§ **WHAT YOU NEED TO DO**
Report how many lines of the data below contain "rough". Give nothing besides the number.

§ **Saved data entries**
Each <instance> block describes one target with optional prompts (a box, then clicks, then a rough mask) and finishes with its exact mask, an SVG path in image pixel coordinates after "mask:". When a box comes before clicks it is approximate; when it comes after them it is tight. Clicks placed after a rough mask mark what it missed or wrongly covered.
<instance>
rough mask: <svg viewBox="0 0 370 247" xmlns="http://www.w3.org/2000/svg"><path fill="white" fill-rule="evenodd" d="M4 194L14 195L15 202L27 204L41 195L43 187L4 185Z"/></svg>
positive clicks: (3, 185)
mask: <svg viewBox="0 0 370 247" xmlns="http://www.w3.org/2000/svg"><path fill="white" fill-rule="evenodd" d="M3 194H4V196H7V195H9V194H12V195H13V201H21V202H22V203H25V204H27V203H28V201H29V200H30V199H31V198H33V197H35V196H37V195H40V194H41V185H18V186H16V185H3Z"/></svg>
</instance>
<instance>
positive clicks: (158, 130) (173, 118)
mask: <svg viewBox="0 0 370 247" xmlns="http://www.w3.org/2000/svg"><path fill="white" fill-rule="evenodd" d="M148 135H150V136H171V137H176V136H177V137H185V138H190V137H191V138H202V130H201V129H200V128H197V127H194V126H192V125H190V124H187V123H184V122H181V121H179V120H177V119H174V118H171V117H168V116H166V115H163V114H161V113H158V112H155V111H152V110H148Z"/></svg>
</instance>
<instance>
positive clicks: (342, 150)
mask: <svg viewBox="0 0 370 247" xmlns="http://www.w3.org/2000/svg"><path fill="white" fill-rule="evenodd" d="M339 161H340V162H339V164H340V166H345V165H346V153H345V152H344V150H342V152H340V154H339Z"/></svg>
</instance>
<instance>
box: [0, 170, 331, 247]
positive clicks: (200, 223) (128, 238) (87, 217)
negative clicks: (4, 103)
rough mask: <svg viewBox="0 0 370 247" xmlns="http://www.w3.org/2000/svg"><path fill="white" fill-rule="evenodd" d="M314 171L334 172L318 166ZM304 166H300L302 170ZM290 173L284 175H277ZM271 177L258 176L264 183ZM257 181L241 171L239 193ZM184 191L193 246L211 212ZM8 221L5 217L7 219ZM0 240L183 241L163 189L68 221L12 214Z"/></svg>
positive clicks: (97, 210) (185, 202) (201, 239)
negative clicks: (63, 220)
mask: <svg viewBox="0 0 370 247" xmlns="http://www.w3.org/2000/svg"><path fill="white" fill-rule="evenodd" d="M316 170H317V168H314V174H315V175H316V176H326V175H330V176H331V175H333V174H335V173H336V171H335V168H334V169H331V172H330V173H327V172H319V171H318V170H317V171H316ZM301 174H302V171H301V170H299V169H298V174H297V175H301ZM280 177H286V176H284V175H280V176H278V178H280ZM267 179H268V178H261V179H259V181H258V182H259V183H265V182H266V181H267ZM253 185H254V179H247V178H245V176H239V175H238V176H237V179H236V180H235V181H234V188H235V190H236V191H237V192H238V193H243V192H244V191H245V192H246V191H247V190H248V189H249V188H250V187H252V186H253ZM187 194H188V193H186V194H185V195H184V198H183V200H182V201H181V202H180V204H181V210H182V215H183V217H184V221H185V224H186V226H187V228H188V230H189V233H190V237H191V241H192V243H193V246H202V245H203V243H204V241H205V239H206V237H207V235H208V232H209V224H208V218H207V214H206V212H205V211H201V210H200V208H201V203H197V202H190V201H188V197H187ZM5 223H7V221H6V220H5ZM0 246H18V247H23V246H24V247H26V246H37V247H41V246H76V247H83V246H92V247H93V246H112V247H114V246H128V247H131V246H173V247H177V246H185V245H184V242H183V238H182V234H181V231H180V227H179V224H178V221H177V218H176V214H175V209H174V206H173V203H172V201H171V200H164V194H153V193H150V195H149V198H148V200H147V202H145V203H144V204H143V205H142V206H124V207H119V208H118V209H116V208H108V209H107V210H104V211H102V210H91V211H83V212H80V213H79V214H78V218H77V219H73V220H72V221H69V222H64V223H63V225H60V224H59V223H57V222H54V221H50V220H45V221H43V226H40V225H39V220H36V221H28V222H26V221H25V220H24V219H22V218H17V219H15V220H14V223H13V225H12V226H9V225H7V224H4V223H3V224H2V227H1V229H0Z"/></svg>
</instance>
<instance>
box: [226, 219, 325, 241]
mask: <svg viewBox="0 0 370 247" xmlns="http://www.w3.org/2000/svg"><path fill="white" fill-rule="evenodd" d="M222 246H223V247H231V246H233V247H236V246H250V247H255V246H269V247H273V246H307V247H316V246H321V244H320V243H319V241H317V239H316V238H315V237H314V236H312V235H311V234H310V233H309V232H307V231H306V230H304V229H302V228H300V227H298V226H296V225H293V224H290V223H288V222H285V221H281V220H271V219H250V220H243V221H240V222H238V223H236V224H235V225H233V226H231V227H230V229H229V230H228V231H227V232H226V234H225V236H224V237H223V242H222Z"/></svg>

§ **EXERCISE SOLUTION**
3